__Work order__
Your answer should hold all lines of the entries that include the word "test".

__Data to process__
══════════

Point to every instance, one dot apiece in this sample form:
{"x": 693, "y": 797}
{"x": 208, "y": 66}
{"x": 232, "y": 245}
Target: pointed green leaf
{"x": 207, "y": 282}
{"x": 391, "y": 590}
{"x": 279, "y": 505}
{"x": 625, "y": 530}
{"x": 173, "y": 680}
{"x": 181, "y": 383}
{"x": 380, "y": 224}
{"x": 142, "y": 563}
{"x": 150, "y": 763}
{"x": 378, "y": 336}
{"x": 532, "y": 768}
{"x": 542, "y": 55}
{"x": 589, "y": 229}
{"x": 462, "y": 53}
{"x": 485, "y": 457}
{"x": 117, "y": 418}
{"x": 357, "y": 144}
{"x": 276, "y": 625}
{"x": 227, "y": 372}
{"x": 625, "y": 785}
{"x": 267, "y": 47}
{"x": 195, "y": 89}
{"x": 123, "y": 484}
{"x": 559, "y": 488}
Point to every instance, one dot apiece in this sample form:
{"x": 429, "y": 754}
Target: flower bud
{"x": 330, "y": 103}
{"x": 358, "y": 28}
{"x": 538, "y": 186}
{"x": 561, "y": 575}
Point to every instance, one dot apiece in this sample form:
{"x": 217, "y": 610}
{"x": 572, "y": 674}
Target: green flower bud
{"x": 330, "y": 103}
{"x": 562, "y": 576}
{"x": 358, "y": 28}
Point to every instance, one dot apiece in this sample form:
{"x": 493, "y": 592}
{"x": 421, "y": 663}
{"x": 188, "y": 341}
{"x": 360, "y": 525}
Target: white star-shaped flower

══════════

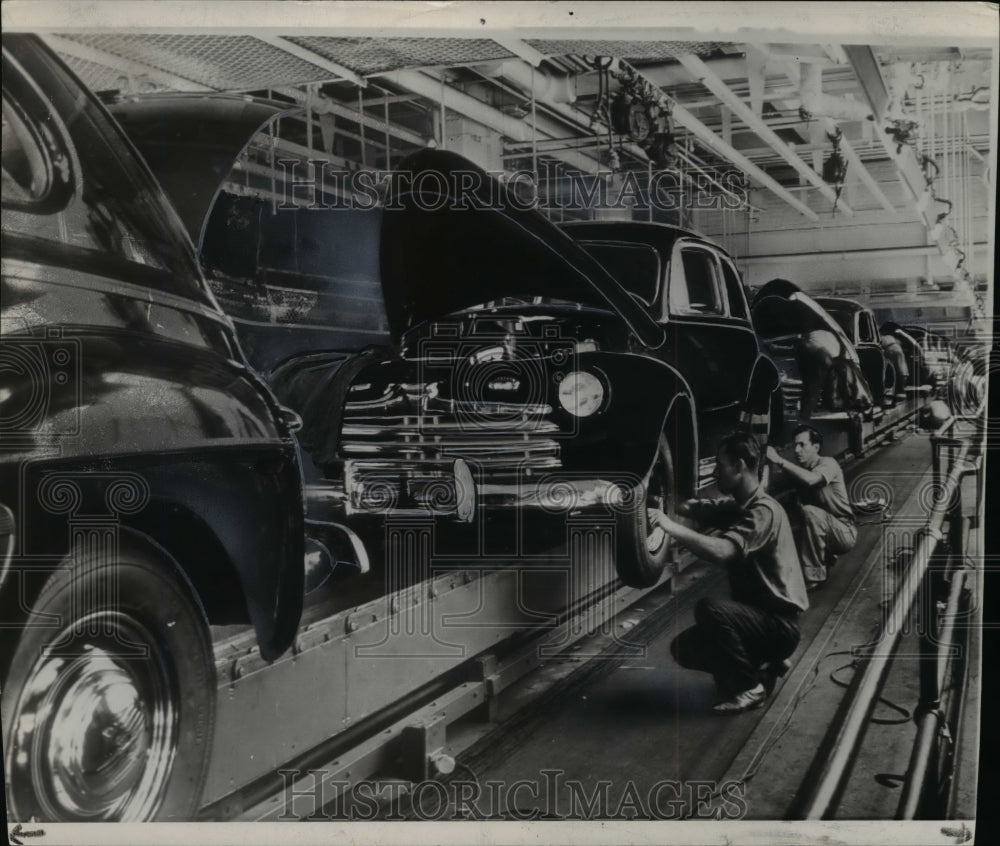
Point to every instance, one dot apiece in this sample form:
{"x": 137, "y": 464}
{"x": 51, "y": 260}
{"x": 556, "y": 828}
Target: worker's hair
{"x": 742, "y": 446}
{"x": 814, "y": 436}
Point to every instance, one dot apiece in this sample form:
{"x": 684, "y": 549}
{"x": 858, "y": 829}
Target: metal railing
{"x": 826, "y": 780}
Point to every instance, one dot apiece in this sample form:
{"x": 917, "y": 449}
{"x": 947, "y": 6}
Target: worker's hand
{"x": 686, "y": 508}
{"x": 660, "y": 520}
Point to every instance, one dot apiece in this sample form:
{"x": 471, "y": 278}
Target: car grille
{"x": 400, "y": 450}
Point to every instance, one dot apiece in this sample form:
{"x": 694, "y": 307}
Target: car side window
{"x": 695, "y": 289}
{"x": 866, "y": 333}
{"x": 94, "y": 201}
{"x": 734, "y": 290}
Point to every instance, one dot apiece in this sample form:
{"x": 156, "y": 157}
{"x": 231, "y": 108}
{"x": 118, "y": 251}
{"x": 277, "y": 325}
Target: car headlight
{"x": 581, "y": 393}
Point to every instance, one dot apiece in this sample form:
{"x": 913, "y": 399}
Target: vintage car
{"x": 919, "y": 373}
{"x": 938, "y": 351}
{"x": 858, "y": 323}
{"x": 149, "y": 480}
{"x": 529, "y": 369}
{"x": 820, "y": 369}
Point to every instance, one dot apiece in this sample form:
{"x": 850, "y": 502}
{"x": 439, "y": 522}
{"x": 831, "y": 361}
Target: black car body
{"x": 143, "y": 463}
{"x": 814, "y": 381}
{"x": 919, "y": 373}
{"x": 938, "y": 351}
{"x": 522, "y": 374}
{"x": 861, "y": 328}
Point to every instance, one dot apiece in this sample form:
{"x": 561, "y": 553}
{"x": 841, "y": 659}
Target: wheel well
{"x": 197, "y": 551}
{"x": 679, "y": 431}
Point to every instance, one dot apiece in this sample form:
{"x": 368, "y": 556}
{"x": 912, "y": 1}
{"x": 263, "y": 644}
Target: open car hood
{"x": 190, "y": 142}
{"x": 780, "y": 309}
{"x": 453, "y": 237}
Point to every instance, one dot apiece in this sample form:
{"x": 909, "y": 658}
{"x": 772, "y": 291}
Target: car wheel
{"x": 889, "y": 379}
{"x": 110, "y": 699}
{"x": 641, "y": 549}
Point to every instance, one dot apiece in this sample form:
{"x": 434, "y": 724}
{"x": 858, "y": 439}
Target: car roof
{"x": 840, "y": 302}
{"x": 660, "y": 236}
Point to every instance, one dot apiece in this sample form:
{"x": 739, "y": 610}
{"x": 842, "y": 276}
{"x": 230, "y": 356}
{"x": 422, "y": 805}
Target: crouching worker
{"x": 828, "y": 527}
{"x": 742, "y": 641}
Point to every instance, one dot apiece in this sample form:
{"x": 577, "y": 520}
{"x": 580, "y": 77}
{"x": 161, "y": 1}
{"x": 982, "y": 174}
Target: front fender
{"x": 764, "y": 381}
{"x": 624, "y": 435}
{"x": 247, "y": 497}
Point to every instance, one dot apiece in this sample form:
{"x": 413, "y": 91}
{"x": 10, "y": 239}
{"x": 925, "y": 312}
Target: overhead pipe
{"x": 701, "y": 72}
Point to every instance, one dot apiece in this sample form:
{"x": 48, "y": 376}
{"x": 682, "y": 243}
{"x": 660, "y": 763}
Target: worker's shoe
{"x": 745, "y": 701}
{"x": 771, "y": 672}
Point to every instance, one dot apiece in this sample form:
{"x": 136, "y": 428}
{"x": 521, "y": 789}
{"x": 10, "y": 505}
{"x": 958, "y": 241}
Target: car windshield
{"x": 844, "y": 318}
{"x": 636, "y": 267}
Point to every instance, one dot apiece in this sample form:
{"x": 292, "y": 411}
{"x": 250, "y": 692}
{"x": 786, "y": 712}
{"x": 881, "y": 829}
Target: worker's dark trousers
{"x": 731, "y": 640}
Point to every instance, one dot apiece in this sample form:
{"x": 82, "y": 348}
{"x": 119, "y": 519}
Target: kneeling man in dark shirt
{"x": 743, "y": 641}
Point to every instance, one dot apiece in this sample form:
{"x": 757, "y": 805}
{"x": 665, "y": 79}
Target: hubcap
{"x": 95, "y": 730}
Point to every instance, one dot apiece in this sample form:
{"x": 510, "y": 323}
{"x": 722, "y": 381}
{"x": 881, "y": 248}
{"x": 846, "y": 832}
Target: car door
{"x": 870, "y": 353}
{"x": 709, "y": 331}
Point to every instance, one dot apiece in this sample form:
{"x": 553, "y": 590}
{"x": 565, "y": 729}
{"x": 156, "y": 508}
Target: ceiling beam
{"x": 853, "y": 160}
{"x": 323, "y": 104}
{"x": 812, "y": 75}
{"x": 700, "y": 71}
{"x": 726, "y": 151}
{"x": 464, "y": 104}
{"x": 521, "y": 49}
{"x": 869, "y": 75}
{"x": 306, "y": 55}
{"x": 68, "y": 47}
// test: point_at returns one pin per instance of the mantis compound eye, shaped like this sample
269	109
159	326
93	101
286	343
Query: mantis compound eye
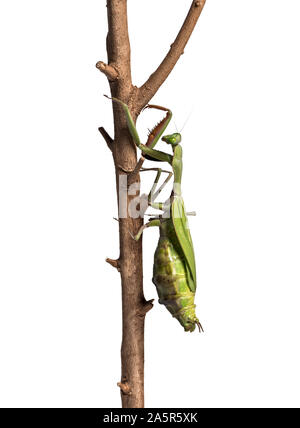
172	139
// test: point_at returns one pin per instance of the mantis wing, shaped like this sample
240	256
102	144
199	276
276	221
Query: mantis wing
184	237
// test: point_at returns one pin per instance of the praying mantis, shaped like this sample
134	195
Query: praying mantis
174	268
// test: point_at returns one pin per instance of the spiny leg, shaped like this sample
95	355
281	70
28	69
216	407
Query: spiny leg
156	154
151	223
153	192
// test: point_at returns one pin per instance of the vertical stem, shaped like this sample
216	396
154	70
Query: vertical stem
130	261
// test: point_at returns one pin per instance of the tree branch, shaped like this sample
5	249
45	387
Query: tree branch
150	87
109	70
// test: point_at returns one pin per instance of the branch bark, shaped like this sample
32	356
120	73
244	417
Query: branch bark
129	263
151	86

══════════

__Answer to this problem__
// test: point_at returns one pin per instance of the mantis compound eye, shaped like this sample
// test: point_at returns one pin per instance of the mantis wing, shaped like this sample
// test: point_at returns one pin per instance of the praying mantis, shaped like this sample
// test: point_at returns one pin per instance of the spiny leg, shaped like this sample
// test: point_at returns one pin per instance of the vertical stem, shaped like this sample
// test: point_at returns one pin per instance of the tree branch, shaped like this sample
// test: point_at returns one pin per instance of the branch bark, shaped like this sample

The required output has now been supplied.